Tarefa escrita:
Filtre os dados abaixo, copiando cada linha em que aparece a palavra "black".

==== Dados fornecidos

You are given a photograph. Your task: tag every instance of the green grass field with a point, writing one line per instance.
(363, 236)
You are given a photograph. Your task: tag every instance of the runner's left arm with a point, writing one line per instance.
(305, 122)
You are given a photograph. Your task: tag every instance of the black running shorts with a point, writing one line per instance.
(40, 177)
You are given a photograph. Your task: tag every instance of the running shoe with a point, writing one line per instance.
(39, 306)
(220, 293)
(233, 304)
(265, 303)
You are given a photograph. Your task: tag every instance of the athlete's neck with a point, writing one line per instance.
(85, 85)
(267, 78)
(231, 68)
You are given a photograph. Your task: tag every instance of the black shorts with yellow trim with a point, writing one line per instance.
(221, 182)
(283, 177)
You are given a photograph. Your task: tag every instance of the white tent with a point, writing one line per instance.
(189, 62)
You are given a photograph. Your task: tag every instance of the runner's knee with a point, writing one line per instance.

========
==== Dados fornecidos

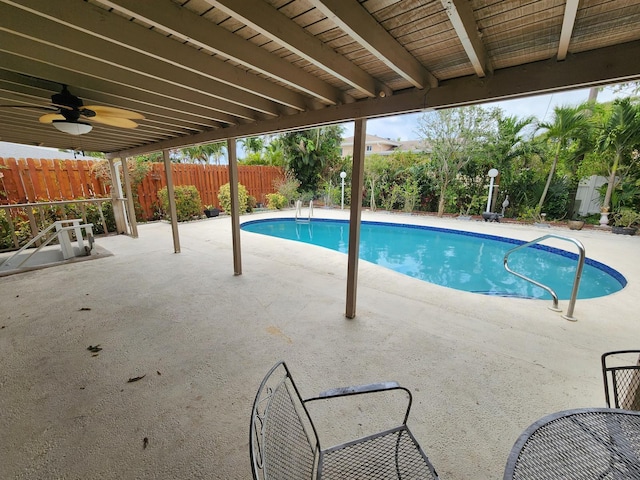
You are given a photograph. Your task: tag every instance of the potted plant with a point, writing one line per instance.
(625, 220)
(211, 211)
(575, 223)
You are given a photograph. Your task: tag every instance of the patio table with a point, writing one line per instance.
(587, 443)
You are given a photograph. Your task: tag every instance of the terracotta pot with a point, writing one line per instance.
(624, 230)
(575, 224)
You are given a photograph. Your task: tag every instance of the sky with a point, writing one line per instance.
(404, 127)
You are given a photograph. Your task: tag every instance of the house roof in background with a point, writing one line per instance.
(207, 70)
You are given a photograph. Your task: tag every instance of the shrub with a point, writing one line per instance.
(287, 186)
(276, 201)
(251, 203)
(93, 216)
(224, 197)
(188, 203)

========
==== Dados fornecidos

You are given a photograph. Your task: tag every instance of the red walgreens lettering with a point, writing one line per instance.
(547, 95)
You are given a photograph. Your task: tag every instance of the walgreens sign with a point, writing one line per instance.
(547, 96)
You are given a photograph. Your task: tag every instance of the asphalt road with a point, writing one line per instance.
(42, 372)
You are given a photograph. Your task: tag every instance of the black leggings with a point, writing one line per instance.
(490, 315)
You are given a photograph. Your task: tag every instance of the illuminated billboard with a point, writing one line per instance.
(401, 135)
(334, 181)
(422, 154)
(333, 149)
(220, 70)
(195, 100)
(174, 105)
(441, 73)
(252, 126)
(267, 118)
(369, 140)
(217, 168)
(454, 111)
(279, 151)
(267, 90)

========

Solução do exercício:
You are given a photograph. Your task: tag every instance of the black running shorts with a point, writing one line per instance.
You are given a photograph. Your task: tag every instance of the black shorts with yellow trim with a point, writing one line per instance.
You are given a photograph. Your task: tag every instance of the black leggings with a point, writing one line per instance.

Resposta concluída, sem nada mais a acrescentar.